■ Task prompt
Nothing outside the range below should be printed. Output exactly the lines from the line with "Could you spot the walkway" to the line with "Could you spot the dirt", both included.

Records contained in a dataset
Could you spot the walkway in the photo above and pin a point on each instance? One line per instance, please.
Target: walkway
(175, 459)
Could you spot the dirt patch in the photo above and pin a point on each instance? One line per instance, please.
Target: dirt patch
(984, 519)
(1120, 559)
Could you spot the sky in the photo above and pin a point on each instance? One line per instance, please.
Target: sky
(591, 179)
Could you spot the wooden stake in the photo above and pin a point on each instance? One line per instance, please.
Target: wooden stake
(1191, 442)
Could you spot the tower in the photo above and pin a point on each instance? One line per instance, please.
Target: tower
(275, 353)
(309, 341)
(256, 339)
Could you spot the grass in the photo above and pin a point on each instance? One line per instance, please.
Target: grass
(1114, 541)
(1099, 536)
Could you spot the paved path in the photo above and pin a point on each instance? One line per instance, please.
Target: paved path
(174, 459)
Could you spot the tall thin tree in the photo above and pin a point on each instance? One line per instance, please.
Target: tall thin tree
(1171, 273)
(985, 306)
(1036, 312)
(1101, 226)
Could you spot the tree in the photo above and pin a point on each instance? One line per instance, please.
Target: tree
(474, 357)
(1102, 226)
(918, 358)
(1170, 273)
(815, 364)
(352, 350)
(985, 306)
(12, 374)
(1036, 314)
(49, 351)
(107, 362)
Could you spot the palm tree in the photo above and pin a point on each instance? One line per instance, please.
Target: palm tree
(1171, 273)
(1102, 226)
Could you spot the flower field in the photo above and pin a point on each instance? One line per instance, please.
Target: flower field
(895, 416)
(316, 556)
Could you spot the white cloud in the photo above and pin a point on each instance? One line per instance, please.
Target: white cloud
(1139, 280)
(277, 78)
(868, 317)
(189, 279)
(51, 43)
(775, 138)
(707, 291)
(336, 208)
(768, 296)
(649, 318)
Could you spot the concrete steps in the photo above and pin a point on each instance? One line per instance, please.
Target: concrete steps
--
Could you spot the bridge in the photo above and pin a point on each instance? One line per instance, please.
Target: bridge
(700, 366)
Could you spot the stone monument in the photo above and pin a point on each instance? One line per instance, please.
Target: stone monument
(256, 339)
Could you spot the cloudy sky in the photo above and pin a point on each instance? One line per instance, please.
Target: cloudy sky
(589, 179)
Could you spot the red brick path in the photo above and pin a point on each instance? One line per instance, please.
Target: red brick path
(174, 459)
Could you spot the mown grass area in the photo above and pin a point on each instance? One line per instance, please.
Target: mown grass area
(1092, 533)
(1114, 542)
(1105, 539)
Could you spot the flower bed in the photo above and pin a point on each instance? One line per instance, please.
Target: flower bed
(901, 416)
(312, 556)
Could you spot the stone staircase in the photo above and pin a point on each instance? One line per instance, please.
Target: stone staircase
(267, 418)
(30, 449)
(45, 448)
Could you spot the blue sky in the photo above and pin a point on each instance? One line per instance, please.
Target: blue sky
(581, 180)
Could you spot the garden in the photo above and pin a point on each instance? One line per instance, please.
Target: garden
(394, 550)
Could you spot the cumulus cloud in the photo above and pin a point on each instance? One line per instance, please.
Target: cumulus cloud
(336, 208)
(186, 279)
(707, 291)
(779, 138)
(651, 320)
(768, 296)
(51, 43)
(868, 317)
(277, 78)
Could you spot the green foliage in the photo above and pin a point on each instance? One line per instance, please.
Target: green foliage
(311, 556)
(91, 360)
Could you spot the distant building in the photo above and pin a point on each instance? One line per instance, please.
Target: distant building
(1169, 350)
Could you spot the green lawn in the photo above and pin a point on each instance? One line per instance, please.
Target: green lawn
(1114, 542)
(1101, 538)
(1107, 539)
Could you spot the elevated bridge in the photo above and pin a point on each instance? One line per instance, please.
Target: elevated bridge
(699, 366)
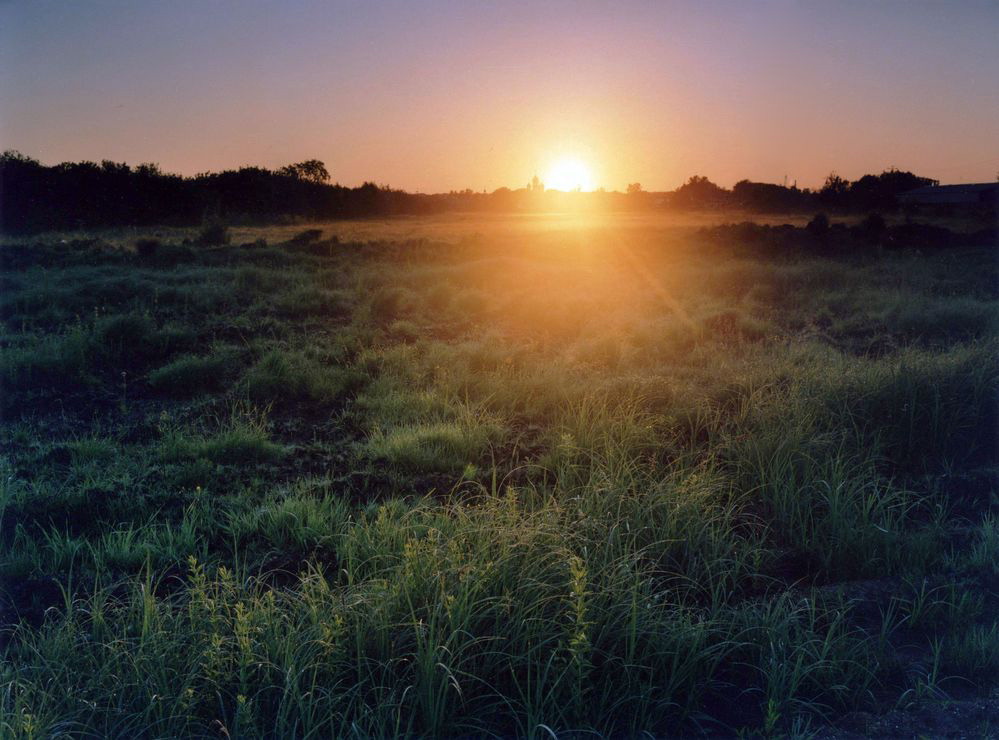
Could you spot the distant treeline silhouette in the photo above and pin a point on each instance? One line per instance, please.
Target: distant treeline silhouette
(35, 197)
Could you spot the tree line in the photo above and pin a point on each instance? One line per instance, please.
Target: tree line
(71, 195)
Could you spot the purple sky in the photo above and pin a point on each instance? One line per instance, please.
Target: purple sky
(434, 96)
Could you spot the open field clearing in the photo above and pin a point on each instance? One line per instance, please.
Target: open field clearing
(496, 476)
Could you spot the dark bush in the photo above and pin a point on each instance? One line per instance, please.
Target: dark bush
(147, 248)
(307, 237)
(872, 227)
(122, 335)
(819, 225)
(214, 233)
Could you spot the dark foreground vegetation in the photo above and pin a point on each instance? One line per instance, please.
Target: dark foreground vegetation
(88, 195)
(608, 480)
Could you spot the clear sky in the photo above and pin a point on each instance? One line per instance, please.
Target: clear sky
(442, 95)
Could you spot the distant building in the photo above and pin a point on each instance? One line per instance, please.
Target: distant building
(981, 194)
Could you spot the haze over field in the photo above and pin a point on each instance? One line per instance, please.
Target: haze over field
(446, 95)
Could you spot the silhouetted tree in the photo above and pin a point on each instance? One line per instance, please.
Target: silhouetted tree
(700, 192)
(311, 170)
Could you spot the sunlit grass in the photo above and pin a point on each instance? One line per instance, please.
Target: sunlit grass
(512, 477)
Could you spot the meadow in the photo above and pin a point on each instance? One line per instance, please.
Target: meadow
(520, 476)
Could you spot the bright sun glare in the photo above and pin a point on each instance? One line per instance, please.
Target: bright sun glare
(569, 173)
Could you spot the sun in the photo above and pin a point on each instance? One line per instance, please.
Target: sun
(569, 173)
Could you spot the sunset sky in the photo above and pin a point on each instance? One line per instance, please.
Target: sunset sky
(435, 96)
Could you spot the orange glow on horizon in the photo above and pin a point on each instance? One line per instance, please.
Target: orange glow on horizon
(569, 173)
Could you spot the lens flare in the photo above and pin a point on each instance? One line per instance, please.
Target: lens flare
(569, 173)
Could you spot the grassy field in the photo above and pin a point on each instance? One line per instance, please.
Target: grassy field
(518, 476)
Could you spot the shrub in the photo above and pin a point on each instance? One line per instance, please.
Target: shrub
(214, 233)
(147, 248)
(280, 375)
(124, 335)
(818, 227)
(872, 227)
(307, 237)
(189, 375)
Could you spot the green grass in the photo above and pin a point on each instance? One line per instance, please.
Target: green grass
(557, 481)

■ Solution below
Could you spot the walkway in the photo above and pin a point on each instance? One line per instance, please.
Target: walkway
(175, 459)
Could you spot the dirt patch in the photo above and pin a point on each instance? One line per instance, please.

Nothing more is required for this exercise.